**Questions**
A. Answer these about the passage on children's book series:
(i) How many books make up The Charter for Children?
(ii) In which city is Dustin Milligan now based?
(iii) In what year did Milligan first conceive the series?
B. Change "teachers" to "educators" in the passage on children's book series, and give the part from "Milligan first conceived" to "received by teachers." with that change.

While some of the books in the Flamingo Rampant series have already been written, some are still in progress. Matching authors with the best illustrator is one of the biggest challenges. With the younger set, less can be much more. “In children’s books, a lot of the detail comes across in the illustrations,” says Bergman.

Meanwhile, Ottawa-based DC Canada Education Publishing (dc-canada.ca) has just finished publishing a series of 14 books called The Charter for Children. Each book, set in a different province or territory, tells a story that grapples with an aspect of the Canadian Charter of Rights and Freedoms. The Plight Beneath the Northern Light, set in Nunavut, examines the right to meet and form groups. The Case of the Missing Montreal Bagel, set in Quebec, plays with ideas around the right to privacy and security. Series author Dustin Milligan saved The Two Two-Eyed Potatoes, about “the right to choose a best friend,” for his home province of Prince Edward Island. Which seems a bit audacious. PEI was, along with Alberta, the province most resistant to the legalization of same-sex marriage, though things have settled down in the last few years.
“It’s a struggle being gay in a small community,” says Milligan, about his decision to set the “gay” book on PEI. A commercial lawyer now based in Toronto, he also happens to be the son of a former Prince Edward Island politician. “You grow up not knowing anyone you can identify with. Even today, I underestimate the sense of isolation I felt.”

Milligan first conceived the series in 2006. The writing, which is full of playful references to other books, was a break from the exacting writing required by law. He had gay, lesbian and trans friends provide feedback on The Two Two-Eyed Potatoes, which takes place in a world where, for some arbitrary reason, potatoes who have the same number of eyes can’t be best friends. The eye-number rule stands in for a human characteristic that can’t be changed, while “best friends” can be seen as euphemism for something, um, more conjugal. Milligan workshopped all the books extensively for children in grades three, four and five.

More than a decade after the Supreme Court ruled in Chamberlain v. Surrey School District No. 36, the books have been well received by teachers.

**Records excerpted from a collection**
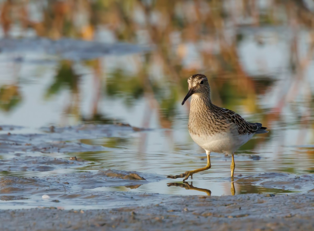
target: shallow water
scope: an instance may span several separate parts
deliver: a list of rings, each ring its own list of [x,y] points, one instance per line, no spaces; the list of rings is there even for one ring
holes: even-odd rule
[[[111,208],[152,203],[149,196],[143,199],[146,193],[289,194],[314,188],[313,176],[310,173],[313,163],[306,152],[302,151],[303,147],[284,147],[287,154],[281,158],[270,152],[242,151],[235,157],[233,181],[230,177],[230,157],[213,153],[212,168],[195,174],[192,183],[191,180],[183,183],[182,179],[166,177],[202,166],[206,155],[200,149],[193,153],[198,149],[189,139],[181,148],[165,151],[173,147],[167,147],[169,141],[162,129],[135,131],[124,125],[93,124],[53,131],[43,128],[32,134],[23,134],[23,128],[11,129],[10,134],[4,129],[0,135],[2,208],[39,205],[66,209]],[[19,134],[14,134],[16,129]],[[144,136],[146,147],[154,148],[140,152],[140,141]],[[302,168],[294,166],[296,160],[298,164],[303,163]],[[143,179],[137,179],[140,177]],[[47,195],[49,198],[43,199]],[[102,200],[105,204],[99,204]]]
[[[102,6],[114,18],[125,16],[120,20],[101,11],[84,20],[76,17],[89,19],[95,7],[80,3],[75,17],[52,16],[59,19],[51,26],[42,16],[68,12],[67,2],[47,2],[55,9],[49,12],[41,1],[26,4],[27,29],[13,23],[0,32],[14,38],[0,39],[0,208],[112,207],[153,203],[143,195],[155,193],[166,199],[312,190],[314,31],[304,8],[260,2],[234,9],[228,1],[157,2],[146,11],[146,25],[140,4],[122,3],[118,13],[117,6]],[[6,4],[8,12],[24,6]],[[295,8],[299,14],[291,16]],[[203,14],[209,18],[191,16]],[[215,153],[211,168],[192,181],[166,177],[206,163],[187,130],[189,102],[181,105],[187,79],[196,73],[208,77],[214,103],[268,128],[237,152],[233,181],[230,157]],[[109,169],[146,180],[108,176]]]

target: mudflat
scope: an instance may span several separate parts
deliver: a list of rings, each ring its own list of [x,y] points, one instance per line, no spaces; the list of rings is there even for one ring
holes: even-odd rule
[[[137,200],[138,206],[104,210],[0,210],[1,229],[306,230],[314,227],[312,192],[289,195],[142,196],[156,203],[141,206]]]

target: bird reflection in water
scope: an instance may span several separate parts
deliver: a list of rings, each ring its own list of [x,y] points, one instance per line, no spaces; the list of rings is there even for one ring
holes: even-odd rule
[[[168,186],[176,186],[178,187],[181,187],[187,189],[192,189],[192,190],[196,190],[200,192],[203,192],[206,193],[206,194],[208,196],[211,195],[212,191],[209,189],[201,189],[200,188],[194,187],[193,185],[193,183],[191,181],[190,184],[188,182],[184,181],[182,183],[168,183],[167,184]],[[234,184],[233,181],[231,182],[231,188],[230,189],[231,192],[231,194],[233,196],[236,193],[236,190],[235,189]]]

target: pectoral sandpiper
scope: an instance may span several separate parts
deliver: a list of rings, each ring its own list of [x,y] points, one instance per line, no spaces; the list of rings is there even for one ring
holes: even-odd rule
[[[255,134],[268,132],[267,127],[259,123],[250,123],[234,111],[214,105],[210,100],[210,88],[207,78],[203,75],[194,75],[189,78],[189,92],[182,105],[191,96],[191,106],[188,125],[190,135],[193,140],[204,149],[207,156],[205,167],[169,178],[185,177],[183,181],[196,172],[210,168],[211,152],[231,155],[230,168],[233,177],[235,165],[234,152],[248,141]]]

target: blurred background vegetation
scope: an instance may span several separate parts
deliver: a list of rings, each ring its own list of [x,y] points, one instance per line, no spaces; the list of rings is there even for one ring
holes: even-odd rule
[[[114,68],[104,64],[109,56],[57,59],[43,98],[49,101],[62,90],[69,91],[63,113],[78,122],[113,121],[99,110],[104,97],[123,99],[127,107],[144,98],[149,110],[157,112],[161,127],[171,128],[187,91],[187,79],[197,73],[209,79],[214,103],[249,116],[262,115],[261,121],[268,126],[279,120],[283,109],[297,101],[300,93],[307,91],[302,99],[306,108],[312,105],[312,87],[300,84],[311,82],[306,79],[314,48],[311,0],[7,0],[0,6],[3,40],[14,38],[18,43],[25,38],[66,37],[148,48],[132,56],[128,64]],[[281,48],[279,59],[269,59],[276,54],[272,53],[276,46]],[[25,55],[19,55],[11,62],[27,65],[23,64]],[[288,61],[282,64],[281,58]],[[276,61],[281,66],[267,63]],[[88,77],[94,79],[88,116],[80,109],[80,86],[86,76],[78,63],[88,69],[92,73]],[[10,82],[1,84],[3,111],[23,103],[21,71],[18,68]],[[302,111],[299,118],[306,117],[296,119],[299,122],[310,120],[312,110],[293,110]],[[144,113],[149,117],[149,112]]]

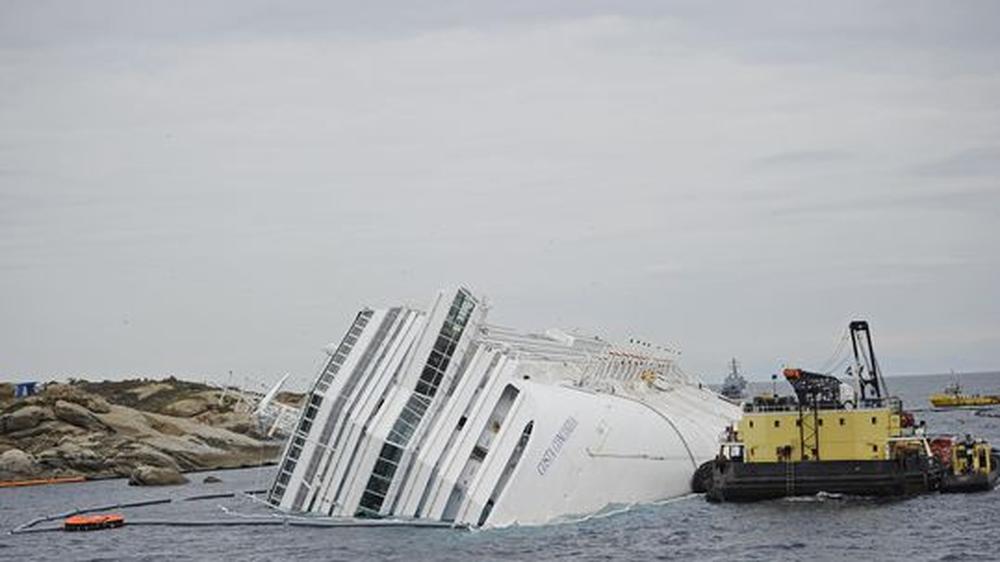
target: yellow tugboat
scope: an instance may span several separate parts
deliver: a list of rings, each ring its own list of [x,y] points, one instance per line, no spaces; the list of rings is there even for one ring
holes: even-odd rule
[[[1000,463],[989,445],[969,436],[928,437],[924,423],[917,425],[888,395],[867,322],[851,322],[850,334],[853,385],[785,369],[795,396],[759,396],[745,404],[692,487],[709,501],[992,489]]]
[[[964,394],[958,381],[945,387],[944,392],[931,394],[931,405],[935,408],[962,408],[965,406],[1000,405],[1000,396],[991,394]]]

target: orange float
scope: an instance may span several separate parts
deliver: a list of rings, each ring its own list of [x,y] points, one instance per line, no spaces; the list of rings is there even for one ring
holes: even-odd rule
[[[74,515],[63,522],[65,531],[99,531],[125,526],[125,517],[117,513]]]

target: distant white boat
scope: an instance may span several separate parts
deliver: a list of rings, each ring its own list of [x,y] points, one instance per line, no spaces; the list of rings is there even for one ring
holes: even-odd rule
[[[739,413],[632,341],[486,323],[466,289],[358,313],[269,501],[335,517],[543,524],[689,493]]]

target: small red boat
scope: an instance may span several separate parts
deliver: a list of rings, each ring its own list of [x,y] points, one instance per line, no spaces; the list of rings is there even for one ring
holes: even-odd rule
[[[125,517],[117,513],[74,515],[63,522],[65,531],[99,531],[125,526]]]

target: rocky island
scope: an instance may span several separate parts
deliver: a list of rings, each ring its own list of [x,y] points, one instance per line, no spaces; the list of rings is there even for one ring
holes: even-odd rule
[[[301,396],[278,400],[295,405]],[[205,384],[71,380],[14,398],[13,386],[0,383],[0,482],[180,483],[184,472],[274,462],[282,444],[263,434],[238,393]]]

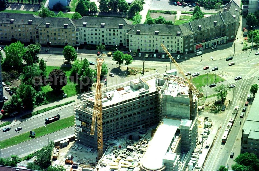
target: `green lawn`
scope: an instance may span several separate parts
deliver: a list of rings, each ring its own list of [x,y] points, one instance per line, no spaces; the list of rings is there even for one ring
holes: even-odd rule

**Answers to this exercise**
A.
(i) 14
(ii) Toronto
(iii) 2006

B.
Milligan first conceived the series in 2006. The writing, which is full of playful references to other books, was a break from the exacting writing required by law. He had gay, lesbian and trans friends provide feedback on The Two Two-Eyed Potatoes, which takes place in a world where, for some arbitrary reason, potatoes who have the same number of eyes can’t be best friends. The eye-number rule stands in for a human characteristic that can’t be changed, while “best friends” can be seen as euphemism for something, um, more conjugal. Milligan workshopped all the books extensively for children in grades three, four and five.

More than a decade after the Supreme Court ruled in Chamberlain v. Surrey School District No. 36, the books have been well received by educators.